## RAW DATA
§ §

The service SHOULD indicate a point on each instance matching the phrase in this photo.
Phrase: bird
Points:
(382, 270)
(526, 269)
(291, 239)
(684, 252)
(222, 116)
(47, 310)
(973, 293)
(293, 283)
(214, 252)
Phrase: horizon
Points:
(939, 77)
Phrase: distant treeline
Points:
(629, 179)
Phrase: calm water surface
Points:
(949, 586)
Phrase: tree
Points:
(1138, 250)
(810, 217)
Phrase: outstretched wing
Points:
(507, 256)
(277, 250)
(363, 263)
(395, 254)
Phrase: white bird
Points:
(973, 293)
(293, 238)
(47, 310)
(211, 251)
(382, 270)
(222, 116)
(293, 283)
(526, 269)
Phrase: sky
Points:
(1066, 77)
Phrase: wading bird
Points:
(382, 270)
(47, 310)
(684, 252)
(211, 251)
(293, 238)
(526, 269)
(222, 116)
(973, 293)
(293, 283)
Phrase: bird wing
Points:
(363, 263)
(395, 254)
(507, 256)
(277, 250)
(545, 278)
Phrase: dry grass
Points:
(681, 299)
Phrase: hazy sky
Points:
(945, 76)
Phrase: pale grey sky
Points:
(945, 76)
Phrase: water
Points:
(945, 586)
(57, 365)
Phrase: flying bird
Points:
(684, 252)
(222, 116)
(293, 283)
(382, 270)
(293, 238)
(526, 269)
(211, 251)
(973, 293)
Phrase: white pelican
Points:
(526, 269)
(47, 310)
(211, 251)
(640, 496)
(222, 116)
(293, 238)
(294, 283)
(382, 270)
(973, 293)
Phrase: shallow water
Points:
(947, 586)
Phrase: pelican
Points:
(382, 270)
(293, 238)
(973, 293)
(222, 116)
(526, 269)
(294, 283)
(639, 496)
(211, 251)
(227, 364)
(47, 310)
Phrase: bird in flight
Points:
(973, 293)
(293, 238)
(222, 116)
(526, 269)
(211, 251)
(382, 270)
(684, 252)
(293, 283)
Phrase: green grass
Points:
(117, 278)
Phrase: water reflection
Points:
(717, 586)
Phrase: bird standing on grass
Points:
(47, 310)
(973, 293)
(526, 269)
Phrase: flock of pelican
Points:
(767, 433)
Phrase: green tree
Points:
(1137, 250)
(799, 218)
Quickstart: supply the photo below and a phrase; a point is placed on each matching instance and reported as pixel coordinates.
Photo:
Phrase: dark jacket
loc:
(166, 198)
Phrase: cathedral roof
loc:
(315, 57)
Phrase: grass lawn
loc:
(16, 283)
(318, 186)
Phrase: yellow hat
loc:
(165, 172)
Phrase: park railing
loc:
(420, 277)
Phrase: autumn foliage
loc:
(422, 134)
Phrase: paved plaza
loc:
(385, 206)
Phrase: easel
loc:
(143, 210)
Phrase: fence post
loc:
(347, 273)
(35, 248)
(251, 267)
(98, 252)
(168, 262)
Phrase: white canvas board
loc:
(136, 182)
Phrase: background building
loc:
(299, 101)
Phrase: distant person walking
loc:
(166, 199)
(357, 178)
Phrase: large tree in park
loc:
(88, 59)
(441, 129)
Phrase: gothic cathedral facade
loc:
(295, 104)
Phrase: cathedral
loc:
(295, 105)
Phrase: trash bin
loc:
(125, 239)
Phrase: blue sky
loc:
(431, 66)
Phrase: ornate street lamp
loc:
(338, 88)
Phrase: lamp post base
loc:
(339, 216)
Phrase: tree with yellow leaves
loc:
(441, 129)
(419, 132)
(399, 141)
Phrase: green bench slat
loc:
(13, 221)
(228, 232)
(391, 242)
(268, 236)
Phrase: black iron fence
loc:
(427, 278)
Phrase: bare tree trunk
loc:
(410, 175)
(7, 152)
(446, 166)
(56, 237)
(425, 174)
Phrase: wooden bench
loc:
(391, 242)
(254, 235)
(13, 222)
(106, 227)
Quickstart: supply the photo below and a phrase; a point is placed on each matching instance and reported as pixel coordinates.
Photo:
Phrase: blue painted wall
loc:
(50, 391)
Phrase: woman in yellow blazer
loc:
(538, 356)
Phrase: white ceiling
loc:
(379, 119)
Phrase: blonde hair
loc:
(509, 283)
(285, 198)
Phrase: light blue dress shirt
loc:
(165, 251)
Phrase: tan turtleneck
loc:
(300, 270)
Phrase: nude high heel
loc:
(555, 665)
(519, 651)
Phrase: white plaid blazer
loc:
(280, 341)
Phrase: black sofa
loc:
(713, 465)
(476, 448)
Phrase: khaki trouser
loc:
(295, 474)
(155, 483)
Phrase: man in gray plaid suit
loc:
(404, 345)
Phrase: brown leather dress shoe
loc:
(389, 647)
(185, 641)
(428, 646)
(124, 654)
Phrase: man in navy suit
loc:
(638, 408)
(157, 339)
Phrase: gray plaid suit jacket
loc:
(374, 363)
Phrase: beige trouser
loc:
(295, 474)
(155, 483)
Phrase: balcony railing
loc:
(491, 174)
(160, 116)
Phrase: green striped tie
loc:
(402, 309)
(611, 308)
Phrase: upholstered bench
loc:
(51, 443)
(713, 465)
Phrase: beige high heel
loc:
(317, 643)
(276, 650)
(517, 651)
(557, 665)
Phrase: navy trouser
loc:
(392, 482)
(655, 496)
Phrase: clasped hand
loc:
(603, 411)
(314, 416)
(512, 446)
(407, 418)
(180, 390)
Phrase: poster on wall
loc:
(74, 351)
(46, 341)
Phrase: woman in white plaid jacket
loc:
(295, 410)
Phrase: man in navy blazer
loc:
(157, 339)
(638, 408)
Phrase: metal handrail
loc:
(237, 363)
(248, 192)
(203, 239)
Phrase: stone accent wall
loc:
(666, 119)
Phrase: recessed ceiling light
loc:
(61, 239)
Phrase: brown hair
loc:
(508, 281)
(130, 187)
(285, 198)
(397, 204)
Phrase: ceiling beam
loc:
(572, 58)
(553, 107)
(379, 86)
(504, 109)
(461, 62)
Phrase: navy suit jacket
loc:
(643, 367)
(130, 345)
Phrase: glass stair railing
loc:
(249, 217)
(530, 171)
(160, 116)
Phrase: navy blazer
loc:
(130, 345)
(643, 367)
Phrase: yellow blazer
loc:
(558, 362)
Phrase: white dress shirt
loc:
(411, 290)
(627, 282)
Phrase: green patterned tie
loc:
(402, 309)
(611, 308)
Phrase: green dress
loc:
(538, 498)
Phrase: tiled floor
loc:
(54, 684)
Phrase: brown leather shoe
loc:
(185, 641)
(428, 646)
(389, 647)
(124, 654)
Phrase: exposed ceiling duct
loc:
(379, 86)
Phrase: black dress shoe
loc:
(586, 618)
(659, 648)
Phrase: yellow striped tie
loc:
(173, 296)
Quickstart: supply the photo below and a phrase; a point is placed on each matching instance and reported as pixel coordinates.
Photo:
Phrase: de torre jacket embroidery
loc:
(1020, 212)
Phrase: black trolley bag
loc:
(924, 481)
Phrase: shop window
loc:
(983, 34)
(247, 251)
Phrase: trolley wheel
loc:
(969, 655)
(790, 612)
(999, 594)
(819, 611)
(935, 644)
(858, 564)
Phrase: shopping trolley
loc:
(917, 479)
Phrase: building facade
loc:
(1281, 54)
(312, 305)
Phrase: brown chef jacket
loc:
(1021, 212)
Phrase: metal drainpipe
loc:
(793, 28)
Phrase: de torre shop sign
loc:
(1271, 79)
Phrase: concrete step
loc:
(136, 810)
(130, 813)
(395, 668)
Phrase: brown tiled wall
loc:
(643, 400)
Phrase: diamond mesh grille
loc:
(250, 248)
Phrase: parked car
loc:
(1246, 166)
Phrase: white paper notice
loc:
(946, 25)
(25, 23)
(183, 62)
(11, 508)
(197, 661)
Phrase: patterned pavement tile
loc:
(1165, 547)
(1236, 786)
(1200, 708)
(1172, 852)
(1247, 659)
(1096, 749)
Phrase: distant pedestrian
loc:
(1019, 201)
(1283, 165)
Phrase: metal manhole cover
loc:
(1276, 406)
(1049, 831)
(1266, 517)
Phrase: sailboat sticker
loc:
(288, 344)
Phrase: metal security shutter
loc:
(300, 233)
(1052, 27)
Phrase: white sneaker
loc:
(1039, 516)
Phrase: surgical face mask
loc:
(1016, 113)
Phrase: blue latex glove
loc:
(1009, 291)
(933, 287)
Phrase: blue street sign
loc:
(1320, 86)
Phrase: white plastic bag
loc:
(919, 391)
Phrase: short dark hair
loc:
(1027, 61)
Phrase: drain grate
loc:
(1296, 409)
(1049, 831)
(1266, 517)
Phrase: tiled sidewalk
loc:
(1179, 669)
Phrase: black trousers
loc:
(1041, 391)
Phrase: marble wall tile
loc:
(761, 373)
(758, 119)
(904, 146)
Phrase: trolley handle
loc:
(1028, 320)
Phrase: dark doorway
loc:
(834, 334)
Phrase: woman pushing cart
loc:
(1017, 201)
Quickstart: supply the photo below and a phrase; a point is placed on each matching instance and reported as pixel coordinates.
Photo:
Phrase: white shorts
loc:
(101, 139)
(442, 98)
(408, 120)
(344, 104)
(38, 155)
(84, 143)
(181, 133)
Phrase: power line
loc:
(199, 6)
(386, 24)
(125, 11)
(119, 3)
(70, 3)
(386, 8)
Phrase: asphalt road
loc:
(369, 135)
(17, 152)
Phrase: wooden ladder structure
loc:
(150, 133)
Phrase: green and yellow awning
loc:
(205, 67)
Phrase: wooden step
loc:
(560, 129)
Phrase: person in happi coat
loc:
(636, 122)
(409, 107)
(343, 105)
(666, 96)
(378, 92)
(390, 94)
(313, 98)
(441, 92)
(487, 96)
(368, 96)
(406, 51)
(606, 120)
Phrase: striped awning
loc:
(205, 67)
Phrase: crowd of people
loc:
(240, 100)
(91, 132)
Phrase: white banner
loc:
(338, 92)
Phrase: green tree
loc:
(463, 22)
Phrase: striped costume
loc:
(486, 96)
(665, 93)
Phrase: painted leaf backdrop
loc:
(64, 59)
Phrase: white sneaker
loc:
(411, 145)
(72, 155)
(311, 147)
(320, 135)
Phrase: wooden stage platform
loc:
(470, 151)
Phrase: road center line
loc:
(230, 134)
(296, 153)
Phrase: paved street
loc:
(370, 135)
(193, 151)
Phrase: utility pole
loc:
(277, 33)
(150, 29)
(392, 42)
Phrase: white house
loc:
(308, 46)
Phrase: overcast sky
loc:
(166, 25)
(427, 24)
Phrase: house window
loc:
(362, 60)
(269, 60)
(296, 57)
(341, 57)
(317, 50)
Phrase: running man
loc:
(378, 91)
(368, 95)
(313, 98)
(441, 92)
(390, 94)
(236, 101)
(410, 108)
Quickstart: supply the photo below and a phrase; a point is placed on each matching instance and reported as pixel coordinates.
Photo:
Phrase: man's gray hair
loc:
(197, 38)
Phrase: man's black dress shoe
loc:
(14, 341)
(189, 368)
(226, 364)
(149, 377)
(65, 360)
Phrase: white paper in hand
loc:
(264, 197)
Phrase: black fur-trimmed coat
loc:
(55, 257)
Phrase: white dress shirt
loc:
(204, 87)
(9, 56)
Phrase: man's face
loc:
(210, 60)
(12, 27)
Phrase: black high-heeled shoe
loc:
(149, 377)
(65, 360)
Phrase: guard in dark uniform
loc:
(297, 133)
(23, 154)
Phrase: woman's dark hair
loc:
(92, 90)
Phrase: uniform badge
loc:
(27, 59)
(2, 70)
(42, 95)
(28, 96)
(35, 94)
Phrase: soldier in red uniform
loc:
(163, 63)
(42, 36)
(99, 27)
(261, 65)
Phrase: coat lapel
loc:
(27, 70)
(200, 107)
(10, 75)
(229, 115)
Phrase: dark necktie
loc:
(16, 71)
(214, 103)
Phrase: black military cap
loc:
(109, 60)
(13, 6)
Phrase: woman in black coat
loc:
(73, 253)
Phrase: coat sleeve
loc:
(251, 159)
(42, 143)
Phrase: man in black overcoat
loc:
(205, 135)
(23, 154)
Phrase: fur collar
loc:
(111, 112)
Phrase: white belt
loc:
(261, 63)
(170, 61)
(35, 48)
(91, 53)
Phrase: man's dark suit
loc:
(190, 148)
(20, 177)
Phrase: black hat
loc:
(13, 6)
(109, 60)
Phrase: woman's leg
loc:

§ §

## ASSIGNMENT
Would you set down, word for word, the lines from the opening of the entries above through the line with "Phrase: distant treeline", both included, and no others?

## EXERCISE RESPONSE
The service SHOULD indicate a point on each instance matching the phrase in this photo.
Phrase: bird
Points:
(382, 270)
(526, 269)
(291, 239)
(684, 252)
(222, 116)
(47, 310)
(973, 293)
(293, 283)
(214, 252)
Phrase: horizon
Points:
(939, 77)
Phrase: distant treeline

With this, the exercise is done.